**COMPITO RICHIESTO**
Per favore, trascrivi per intero il brano sui tre tipi di cristiani, senza cambiare nulla.

**BRANO DEL DOCUMENTO**
---*---

Tre tipi di cristiani
Michele Illiceto
A ben guardare, fondamentalmente ci sono tre tipi di cristiani.
I primi sono quelli che possiamo definire del monte “Tabor” e fanno riferimento al famoso brano riportato dai vangeli dove si racconta la Trasfigurazione di Gesù davanti ai suoi tre discepoli Pietro, Giacomo e Giovanni. Questo tipo di credenti sono quelli che sono stati folgorati dalla fede, e amano la luce, le vesti bianche, la voce possente di un Dio rassicurante e protettivo. Amano la gloria facile, vogliono la resurrezione senza passare però dell’esperienza della croce, vogliono la meta senza vivere la fatica del cammino. Vogliono anticipare il futuro senza affrontare le sfide del presente.
Pensano a fare tre tende per trattenere il messia tutto per se medesimi e per preservarlo da eventuali colpi di testa, dagli eccessi di un amore che lo porterebbe ad andare a Gerusalemme per farsi uccidere dai capi religiosi, fino a sfidare lo stesso potere di Roma. Sono i cristiani che usano la fede per salvare solo la propria anima, per coltivarsi il proprio orticello spirituale per farsi belli davanti a Dio e agli uomini. O che si servono di Gesù per entrare nei primi posti della graduatoria del paradiso. E che, per fare ciò, son disposti a lasciare tutti gli altri giù a valle, dove la vita si fa dura perché spesso laggiù la luce non arriva e forse mai arriverà.

---*---

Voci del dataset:

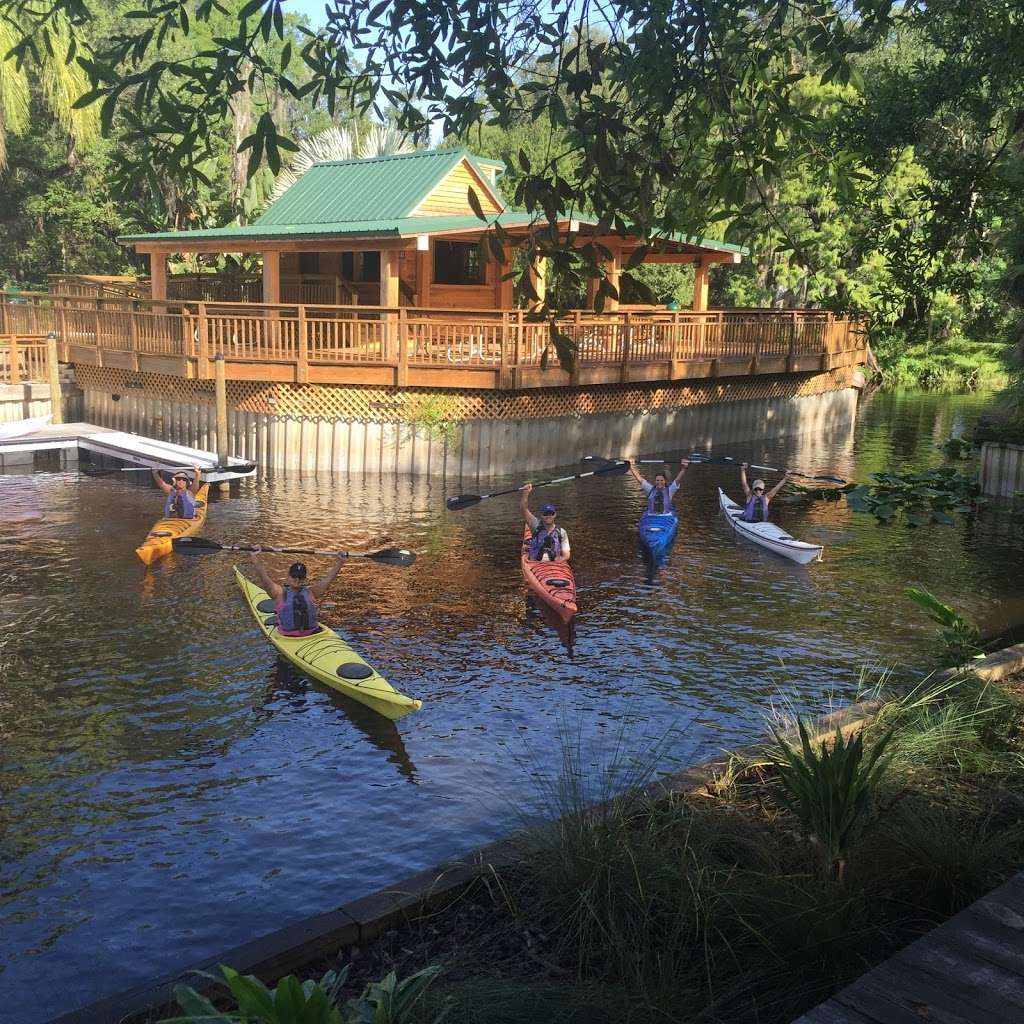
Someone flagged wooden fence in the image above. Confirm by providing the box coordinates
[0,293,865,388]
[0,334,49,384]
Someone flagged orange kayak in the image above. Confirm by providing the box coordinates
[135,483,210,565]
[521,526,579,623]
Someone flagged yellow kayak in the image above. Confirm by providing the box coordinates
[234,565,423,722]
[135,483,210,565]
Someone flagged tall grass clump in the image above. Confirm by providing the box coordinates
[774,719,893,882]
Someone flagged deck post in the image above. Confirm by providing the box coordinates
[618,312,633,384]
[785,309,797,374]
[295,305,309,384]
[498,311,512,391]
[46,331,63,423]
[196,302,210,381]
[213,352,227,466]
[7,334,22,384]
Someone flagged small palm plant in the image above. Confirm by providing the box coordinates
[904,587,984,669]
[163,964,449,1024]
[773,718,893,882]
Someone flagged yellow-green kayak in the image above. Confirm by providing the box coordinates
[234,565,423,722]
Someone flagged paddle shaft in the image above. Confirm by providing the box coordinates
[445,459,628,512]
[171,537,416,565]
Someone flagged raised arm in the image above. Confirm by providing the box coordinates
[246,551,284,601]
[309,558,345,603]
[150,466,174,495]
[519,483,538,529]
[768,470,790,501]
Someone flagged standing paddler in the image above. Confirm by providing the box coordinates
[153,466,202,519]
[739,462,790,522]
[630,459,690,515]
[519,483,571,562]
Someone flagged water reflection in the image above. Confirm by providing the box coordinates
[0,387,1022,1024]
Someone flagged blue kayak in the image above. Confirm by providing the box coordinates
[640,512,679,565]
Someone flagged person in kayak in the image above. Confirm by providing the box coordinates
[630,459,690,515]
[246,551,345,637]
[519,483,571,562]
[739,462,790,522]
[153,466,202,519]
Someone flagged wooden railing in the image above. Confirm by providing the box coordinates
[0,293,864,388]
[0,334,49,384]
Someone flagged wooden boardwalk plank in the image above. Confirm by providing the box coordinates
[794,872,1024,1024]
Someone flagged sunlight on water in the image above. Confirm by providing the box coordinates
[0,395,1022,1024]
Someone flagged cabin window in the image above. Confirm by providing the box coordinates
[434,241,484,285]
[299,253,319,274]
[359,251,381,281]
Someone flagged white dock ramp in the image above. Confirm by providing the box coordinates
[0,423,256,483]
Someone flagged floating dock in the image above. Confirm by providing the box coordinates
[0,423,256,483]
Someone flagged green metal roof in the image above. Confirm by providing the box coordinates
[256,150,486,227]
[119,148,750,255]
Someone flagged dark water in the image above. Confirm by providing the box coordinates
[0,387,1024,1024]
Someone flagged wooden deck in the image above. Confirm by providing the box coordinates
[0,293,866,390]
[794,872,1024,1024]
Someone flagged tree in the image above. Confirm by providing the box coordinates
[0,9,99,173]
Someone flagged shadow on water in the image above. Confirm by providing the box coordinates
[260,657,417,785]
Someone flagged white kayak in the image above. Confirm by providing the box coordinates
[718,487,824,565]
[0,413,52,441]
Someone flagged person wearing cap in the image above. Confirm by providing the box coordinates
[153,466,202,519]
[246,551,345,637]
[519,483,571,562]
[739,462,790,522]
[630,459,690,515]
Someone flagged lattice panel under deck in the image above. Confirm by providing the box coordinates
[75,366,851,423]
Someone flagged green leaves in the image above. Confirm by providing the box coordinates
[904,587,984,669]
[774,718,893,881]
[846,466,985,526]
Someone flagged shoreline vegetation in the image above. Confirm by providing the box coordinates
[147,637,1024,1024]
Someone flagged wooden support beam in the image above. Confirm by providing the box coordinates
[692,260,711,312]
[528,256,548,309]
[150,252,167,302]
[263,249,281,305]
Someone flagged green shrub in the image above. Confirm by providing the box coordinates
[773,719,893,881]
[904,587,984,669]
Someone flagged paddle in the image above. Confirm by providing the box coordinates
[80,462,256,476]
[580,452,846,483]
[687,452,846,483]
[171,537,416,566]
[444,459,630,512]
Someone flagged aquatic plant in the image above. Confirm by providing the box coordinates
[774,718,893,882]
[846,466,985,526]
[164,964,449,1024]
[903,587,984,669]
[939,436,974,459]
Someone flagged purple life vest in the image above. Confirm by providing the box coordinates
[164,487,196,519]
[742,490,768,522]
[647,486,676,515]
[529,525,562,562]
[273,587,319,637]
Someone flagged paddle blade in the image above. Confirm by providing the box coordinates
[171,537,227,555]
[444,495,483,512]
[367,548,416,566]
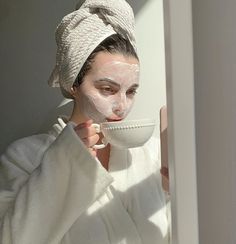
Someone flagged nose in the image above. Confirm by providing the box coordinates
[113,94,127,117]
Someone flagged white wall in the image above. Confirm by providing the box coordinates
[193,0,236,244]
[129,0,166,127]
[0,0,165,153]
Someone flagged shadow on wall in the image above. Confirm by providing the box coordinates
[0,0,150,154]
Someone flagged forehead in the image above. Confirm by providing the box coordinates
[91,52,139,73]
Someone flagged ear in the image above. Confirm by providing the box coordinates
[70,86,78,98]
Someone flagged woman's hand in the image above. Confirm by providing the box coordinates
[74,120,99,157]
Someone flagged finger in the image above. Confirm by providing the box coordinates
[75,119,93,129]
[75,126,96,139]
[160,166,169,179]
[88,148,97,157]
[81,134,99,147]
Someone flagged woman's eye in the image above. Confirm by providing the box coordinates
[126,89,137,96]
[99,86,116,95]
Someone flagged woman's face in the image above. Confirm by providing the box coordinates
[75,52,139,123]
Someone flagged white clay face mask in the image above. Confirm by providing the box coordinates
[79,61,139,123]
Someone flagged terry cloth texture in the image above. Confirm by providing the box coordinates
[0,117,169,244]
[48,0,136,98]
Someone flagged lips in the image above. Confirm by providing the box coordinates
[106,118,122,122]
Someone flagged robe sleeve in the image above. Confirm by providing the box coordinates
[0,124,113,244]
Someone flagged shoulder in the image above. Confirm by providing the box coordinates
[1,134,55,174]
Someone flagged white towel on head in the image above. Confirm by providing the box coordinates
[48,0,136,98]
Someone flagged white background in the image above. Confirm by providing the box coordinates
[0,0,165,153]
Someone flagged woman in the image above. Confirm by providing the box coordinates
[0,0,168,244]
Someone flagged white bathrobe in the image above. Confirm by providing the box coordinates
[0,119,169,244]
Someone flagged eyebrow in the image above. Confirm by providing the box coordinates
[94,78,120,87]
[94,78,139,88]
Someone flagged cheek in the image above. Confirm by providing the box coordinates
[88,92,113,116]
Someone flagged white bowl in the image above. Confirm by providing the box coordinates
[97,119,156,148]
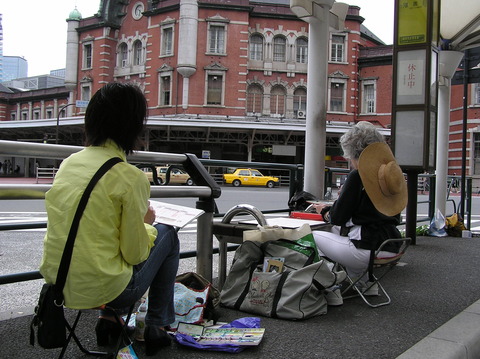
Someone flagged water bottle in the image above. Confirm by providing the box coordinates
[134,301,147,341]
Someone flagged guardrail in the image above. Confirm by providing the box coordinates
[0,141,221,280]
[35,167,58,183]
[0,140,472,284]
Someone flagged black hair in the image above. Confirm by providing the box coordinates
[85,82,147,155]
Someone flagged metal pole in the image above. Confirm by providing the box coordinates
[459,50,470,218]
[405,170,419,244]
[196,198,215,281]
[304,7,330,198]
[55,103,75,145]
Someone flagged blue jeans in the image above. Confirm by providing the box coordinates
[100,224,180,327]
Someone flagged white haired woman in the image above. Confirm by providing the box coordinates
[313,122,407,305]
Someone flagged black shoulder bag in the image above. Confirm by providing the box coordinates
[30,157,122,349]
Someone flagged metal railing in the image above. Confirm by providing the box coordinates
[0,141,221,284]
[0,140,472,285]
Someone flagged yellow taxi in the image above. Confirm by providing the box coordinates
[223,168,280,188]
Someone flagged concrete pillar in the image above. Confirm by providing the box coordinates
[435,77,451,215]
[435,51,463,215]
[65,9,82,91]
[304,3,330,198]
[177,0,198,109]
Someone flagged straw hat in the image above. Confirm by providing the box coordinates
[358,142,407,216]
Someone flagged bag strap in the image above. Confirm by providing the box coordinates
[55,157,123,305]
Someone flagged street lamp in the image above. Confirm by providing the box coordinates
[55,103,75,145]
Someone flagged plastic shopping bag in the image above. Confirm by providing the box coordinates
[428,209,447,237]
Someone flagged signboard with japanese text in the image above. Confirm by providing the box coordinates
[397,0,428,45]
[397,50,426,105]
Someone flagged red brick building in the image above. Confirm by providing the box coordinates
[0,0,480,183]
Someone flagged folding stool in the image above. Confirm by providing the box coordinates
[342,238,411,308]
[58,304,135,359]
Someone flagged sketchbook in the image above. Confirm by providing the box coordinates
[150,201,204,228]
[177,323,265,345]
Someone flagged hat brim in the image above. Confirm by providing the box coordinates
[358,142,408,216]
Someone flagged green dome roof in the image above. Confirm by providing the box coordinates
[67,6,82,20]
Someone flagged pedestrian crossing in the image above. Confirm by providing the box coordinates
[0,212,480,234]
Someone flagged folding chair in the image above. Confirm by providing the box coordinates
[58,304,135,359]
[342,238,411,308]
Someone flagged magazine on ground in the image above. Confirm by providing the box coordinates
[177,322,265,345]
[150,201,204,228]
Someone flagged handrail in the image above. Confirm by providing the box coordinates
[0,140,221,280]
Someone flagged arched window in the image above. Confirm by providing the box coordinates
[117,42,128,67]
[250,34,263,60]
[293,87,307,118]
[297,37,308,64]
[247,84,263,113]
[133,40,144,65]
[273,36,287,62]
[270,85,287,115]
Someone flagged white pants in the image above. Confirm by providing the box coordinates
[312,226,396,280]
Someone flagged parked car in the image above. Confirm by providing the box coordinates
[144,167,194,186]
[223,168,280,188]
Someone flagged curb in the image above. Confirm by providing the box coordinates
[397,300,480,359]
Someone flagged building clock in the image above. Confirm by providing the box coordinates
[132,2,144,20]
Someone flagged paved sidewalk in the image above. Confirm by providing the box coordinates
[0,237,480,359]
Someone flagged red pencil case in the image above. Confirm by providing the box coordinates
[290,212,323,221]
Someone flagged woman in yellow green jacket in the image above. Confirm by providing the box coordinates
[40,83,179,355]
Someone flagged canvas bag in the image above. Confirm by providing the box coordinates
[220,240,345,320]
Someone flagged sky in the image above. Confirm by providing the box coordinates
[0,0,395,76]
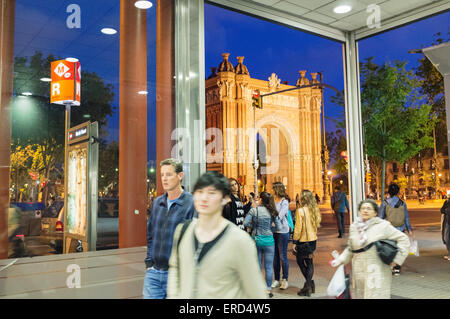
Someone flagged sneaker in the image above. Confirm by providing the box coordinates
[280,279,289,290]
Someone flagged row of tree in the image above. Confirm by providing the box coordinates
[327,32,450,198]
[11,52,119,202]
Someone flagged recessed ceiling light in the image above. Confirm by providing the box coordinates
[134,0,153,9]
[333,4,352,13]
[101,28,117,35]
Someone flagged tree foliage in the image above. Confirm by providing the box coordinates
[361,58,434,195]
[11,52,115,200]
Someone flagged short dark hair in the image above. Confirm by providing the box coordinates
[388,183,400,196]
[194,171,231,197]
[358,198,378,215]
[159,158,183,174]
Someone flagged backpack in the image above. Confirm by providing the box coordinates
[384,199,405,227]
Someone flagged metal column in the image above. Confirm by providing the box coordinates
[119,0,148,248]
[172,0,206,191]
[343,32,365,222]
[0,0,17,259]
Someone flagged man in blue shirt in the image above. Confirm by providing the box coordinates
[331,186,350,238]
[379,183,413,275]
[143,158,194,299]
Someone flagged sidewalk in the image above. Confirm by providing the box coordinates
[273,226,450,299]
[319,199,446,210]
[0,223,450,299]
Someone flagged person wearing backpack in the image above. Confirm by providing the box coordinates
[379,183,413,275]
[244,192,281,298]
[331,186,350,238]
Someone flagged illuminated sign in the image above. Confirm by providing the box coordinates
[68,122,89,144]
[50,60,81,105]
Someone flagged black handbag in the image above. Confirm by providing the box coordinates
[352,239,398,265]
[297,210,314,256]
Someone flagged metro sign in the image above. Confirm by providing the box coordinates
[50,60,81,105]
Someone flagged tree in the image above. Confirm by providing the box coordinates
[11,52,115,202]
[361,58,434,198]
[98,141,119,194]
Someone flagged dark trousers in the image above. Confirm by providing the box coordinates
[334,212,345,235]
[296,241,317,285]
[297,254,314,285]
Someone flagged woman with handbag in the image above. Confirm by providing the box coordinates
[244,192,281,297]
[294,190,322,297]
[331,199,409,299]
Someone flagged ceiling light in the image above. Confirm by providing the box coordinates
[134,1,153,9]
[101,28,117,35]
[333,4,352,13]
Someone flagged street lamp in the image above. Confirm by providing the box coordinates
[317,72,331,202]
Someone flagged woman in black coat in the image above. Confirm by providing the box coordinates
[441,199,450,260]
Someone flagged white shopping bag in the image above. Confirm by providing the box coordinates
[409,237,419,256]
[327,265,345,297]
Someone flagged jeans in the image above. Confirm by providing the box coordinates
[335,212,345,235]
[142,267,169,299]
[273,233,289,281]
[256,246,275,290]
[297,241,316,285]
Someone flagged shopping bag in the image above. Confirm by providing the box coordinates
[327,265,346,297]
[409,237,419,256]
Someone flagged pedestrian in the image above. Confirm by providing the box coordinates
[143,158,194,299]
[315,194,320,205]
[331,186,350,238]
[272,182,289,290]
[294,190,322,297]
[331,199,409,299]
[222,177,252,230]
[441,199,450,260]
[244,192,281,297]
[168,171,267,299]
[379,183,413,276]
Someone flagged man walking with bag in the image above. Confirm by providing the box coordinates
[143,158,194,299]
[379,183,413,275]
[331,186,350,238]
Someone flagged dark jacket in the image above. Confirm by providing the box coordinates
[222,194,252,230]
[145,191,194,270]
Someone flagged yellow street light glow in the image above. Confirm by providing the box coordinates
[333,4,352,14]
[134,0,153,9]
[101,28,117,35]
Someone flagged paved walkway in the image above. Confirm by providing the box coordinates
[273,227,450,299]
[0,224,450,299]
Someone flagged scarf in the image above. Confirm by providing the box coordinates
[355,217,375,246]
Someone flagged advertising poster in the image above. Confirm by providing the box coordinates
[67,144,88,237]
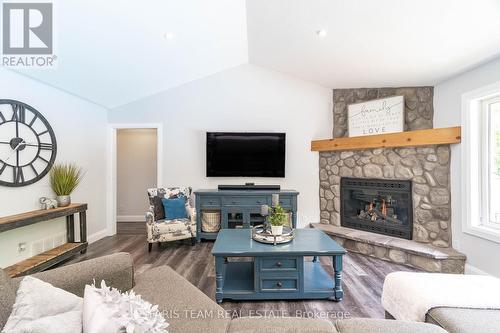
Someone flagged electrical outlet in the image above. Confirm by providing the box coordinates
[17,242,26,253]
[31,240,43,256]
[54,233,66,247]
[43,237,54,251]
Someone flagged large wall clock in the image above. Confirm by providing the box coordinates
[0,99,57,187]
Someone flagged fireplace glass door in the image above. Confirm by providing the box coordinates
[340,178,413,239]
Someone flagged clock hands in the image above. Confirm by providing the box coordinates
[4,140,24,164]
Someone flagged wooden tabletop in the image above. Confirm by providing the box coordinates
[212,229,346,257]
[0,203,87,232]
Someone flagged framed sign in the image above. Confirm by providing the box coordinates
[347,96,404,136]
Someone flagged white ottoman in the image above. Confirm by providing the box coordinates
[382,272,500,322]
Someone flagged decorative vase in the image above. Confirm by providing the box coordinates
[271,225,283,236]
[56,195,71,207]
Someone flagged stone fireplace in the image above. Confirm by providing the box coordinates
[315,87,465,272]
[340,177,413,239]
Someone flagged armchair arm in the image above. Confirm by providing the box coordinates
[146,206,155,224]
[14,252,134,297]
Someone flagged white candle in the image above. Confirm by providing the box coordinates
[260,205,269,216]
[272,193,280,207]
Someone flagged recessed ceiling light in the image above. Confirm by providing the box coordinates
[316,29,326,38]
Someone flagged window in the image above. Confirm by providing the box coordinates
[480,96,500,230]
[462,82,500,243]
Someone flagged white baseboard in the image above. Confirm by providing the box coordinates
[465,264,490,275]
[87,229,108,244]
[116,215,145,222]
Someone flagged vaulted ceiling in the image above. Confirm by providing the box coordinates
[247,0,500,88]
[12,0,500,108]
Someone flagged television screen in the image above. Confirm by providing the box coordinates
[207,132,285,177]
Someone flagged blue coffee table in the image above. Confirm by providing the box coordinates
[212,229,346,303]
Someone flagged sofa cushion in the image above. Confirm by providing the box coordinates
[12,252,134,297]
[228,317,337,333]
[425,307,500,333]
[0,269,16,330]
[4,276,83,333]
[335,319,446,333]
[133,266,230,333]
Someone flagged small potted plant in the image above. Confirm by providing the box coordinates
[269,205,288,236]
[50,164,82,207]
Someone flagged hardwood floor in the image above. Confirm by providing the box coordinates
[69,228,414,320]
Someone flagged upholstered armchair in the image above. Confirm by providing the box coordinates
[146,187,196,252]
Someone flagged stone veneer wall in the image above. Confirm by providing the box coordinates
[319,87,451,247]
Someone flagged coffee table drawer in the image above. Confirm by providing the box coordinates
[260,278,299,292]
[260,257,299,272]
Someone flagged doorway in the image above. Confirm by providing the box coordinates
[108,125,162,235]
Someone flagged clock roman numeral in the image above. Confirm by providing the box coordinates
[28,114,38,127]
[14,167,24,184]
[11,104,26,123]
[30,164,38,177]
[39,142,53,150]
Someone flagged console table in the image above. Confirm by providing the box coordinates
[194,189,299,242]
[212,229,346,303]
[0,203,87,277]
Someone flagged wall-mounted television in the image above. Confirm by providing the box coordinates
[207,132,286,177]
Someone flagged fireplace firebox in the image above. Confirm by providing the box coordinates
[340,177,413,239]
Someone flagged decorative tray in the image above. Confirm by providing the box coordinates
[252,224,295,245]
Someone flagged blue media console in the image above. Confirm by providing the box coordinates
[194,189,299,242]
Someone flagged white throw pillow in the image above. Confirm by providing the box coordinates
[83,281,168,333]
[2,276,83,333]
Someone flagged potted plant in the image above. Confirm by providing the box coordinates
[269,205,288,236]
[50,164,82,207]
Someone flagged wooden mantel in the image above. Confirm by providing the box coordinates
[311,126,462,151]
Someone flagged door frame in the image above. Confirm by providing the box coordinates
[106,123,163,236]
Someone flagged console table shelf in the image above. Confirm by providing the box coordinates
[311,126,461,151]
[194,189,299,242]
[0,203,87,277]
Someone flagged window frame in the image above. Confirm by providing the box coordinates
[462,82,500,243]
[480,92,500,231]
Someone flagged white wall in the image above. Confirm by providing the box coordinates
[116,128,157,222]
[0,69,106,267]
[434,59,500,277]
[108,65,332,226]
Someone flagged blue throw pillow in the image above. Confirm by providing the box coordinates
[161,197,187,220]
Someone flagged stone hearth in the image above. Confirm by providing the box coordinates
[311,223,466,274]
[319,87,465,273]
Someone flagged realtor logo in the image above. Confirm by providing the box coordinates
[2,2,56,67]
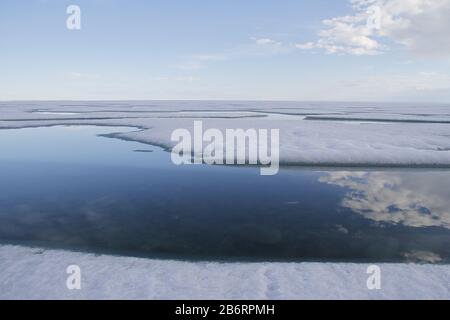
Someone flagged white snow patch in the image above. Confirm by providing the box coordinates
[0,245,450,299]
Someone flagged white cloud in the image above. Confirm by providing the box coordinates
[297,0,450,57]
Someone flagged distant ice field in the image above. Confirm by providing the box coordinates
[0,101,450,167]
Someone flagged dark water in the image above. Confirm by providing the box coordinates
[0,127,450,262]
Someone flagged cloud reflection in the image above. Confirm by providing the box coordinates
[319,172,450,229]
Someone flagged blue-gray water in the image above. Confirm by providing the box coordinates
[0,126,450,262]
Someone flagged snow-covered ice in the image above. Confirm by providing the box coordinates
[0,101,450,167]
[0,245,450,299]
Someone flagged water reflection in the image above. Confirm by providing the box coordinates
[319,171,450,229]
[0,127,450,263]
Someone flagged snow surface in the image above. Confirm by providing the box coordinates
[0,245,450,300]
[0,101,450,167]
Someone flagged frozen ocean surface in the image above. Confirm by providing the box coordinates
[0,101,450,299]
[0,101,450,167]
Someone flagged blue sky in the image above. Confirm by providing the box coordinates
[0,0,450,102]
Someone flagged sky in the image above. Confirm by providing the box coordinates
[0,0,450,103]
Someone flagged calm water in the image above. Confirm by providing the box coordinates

---*---

**RISPOSTA COMPLETA**
Tre tipi di cristiani
Michele Illiceto
A ben guardare, fondamentalmente ci sono tre tipi di cristiani.
I primi sono quelli che possiamo definire del monte “Tabor” e fanno riferimento al famoso brano riportato dai vangeli dove si racconta la Trasfigurazione di Gesù davanti ai suoi tre discepoli Pietro, Giacomo e Giovanni. Questo tipo di credenti sono quelli che sono stati folgorati dalla fede, e amano la luce, le vesti bianche, la voce possente di un Dio rassicurante e protettivo. Amano la gloria facile, vogliono la resurrezione senza passare però dell’esperienza della croce, vogliono la meta senza vivere la fatica del cammino. Vogliono anticipare il futuro senza affrontare le sfide del presente.
Pensano a fare tre tende per trattenere il messia tutto per se medesimi e per preservarlo da eventuali colpi di testa, dagli eccessi di un amore che lo porterebbe ad andare a Gerusalemme per farsi uccidere dai capi religiosi, fino a sfidare lo stesso potere di Roma. Sono i cristiani che usano la fede per salvare solo la propria anima, per coltivarsi il proprio orticello spirituale per farsi belli davanti a Dio e agli uomini. O che si servono di Gesù per entrare nei primi posti della graduatoria del paradiso. E che, per fare ciò, son disposti a lasciare tutti gli altri giù a valle, dove la vita si fa dura perché spesso laggiù la luce non arriva e forse mai arriverà.